[Dataset records]
— BEGIN —

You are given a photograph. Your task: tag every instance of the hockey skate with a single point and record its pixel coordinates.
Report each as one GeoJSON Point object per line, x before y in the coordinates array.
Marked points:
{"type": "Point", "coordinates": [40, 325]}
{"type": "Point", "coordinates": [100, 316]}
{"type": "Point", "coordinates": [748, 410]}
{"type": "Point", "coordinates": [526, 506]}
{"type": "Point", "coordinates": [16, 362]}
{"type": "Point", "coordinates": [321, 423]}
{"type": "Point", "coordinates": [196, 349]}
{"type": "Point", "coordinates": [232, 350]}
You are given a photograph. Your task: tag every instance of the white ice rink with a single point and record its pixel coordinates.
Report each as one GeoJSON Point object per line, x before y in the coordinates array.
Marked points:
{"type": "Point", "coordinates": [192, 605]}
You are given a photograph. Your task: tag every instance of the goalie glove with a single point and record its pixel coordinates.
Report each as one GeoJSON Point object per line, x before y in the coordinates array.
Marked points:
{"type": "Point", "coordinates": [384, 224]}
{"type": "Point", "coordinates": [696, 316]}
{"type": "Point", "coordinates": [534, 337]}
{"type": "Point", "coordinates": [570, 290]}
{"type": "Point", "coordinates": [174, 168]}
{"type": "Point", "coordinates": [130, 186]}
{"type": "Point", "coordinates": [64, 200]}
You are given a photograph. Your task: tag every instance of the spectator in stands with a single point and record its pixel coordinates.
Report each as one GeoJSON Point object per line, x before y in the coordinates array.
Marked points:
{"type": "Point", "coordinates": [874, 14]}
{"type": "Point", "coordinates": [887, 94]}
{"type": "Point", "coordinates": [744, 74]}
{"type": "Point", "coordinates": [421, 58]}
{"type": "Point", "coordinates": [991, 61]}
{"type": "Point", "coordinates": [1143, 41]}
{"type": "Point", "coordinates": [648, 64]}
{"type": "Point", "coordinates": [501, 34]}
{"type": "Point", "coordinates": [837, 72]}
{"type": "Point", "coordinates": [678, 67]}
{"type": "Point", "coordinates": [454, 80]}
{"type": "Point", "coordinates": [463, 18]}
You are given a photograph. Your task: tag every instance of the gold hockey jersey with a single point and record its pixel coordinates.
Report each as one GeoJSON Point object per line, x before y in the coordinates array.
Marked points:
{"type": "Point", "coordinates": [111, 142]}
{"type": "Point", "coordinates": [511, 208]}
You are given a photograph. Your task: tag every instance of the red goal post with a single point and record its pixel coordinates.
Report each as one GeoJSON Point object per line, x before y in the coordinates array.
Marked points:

— END —

▸ Task directions
Could you output every line of the records above verbatim, with no changes?

▸ In response
You are given a photograph. Your task: tag every instance of the hockey skate with a single point and record its pixel coordinates.
Report each as one GeoJSON Point object per line, x before y in the coordinates array.
Marked points:
{"type": "Point", "coordinates": [40, 325]}
{"type": "Point", "coordinates": [100, 316]}
{"type": "Point", "coordinates": [748, 410]}
{"type": "Point", "coordinates": [526, 506]}
{"type": "Point", "coordinates": [16, 362]}
{"type": "Point", "coordinates": [321, 423]}
{"type": "Point", "coordinates": [196, 349]}
{"type": "Point", "coordinates": [232, 350]}
You are given a photograph. Your task: tag every instance of the white ice rink with a single point and record its pixel coordinates.
Report each as one GeoJSON Point object per line, x before y in the coordinates array.
Marked points:
{"type": "Point", "coordinates": [192, 605]}
You are given a photograph. Your task: tag every instance of the goalie glove with a single point and record its pixel coordinates.
Report each as one GeoJSON Point object per line, x before y in the coordinates array.
Marked points:
{"type": "Point", "coordinates": [384, 224]}
{"type": "Point", "coordinates": [696, 316]}
{"type": "Point", "coordinates": [534, 337]}
{"type": "Point", "coordinates": [570, 290]}
{"type": "Point", "coordinates": [174, 168]}
{"type": "Point", "coordinates": [130, 186]}
{"type": "Point", "coordinates": [64, 200]}
You are given a photograph. Your task: tag every instance of the spectator in stands with a single point and record its pixel coordinates.
Report each as one GeoJSON Point object per line, x before y in the coordinates array.
Marked points:
{"type": "Point", "coordinates": [874, 14]}
{"type": "Point", "coordinates": [887, 94]}
{"type": "Point", "coordinates": [744, 74]}
{"type": "Point", "coordinates": [421, 58]}
{"type": "Point", "coordinates": [991, 61]}
{"type": "Point", "coordinates": [1143, 41]}
{"type": "Point", "coordinates": [648, 64]}
{"type": "Point", "coordinates": [501, 34]}
{"type": "Point", "coordinates": [837, 72]}
{"type": "Point", "coordinates": [678, 67]}
{"type": "Point", "coordinates": [454, 80]}
{"type": "Point", "coordinates": [463, 18]}
You are given a photograph. Your task: tag every instance of the gold hockey jersey with a single point and record its pixel coordinates.
Report each as one GeoJSON Point object per line, x before y in the coordinates array.
Marked points:
{"type": "Point", "coordinates": [111, 142]}
{"type": "Point", "coordinates": [511, 208]}
You are given a photograph. Your task: tag every instance of the red goal post with a single point and record its pixel coordinates.
Report each as one GeoJSON Point object per line, x before y in the coordinates array.
Marked points:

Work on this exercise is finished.